- Exercise prompt:
Arrange the record lines from the one containing "Where can you spot the man's hand?" through the one containing "Query: man's hand", inclusive, as a Markdown table with columns Row and Line. Number each row and omit blank lines.

- Records supplied:
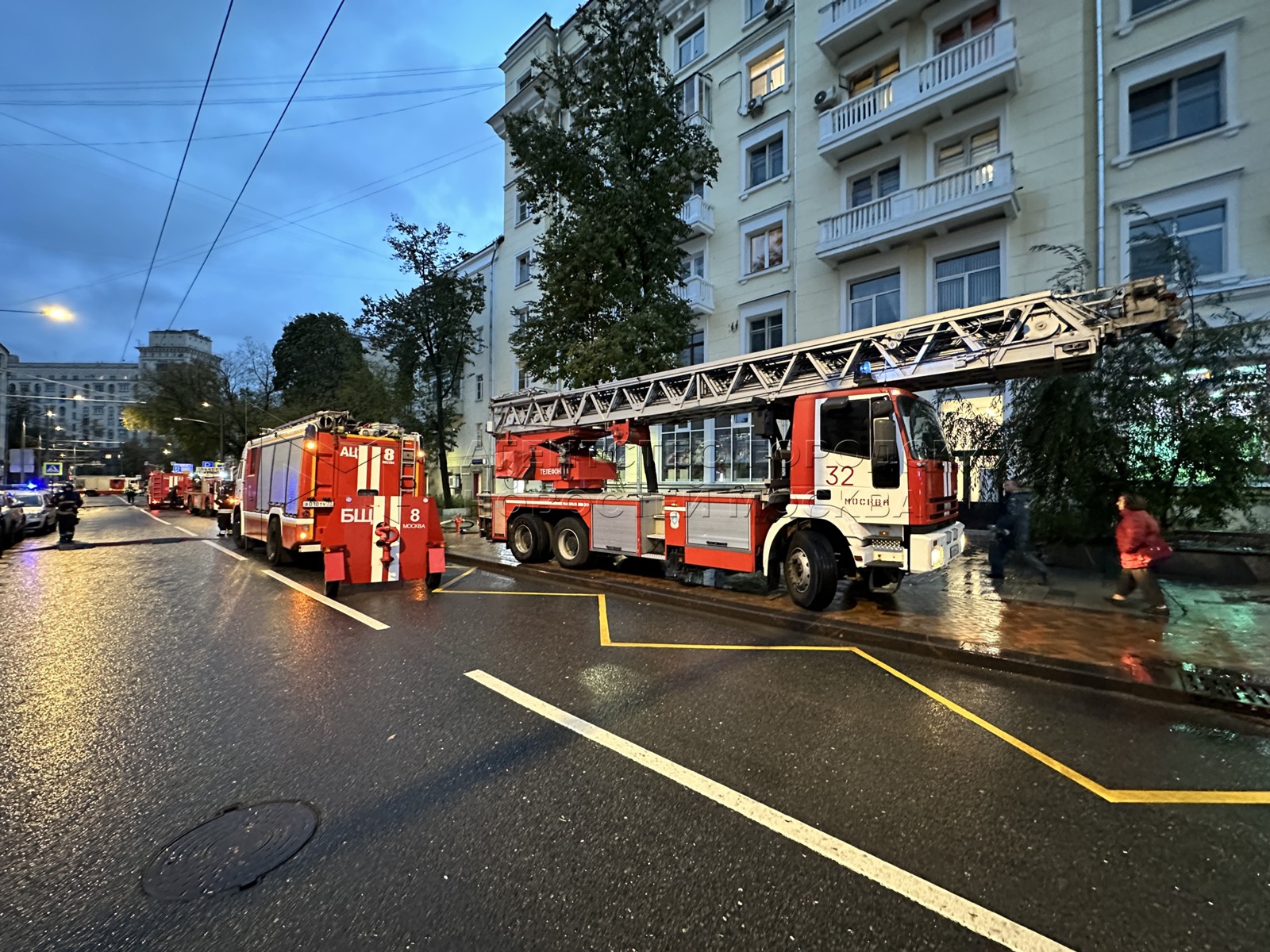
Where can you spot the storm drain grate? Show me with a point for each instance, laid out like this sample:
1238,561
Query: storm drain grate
---
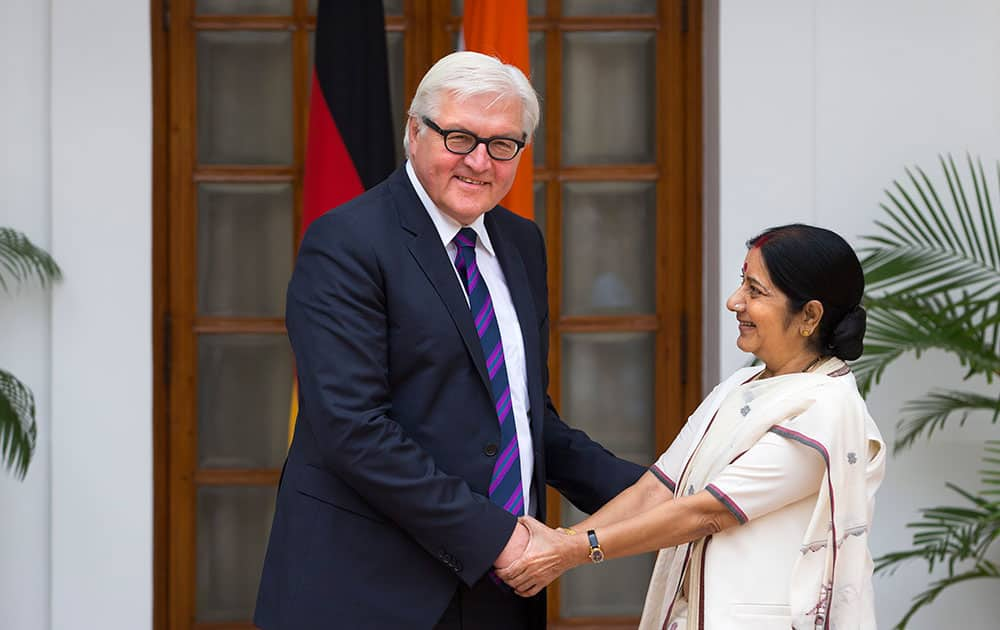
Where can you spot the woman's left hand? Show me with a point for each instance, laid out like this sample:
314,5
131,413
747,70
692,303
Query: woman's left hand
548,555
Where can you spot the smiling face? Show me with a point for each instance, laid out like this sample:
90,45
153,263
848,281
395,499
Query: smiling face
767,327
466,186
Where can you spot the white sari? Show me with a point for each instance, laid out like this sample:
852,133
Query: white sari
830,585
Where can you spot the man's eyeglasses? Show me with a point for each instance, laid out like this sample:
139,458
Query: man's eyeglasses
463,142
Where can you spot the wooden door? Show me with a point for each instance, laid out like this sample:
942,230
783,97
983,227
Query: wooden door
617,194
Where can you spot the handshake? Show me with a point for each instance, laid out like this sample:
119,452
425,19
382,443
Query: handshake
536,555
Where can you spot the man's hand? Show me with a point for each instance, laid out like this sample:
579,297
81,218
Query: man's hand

- Result for this exercise:
| Row | Line |
|---|---|
| 1 | Where can you spot the man's hand? Show me with a point for each instance, laid out like this sample: |
| 2 | 579,297 |
| 3 | 81,218 |
| 4 | Query: man's hand |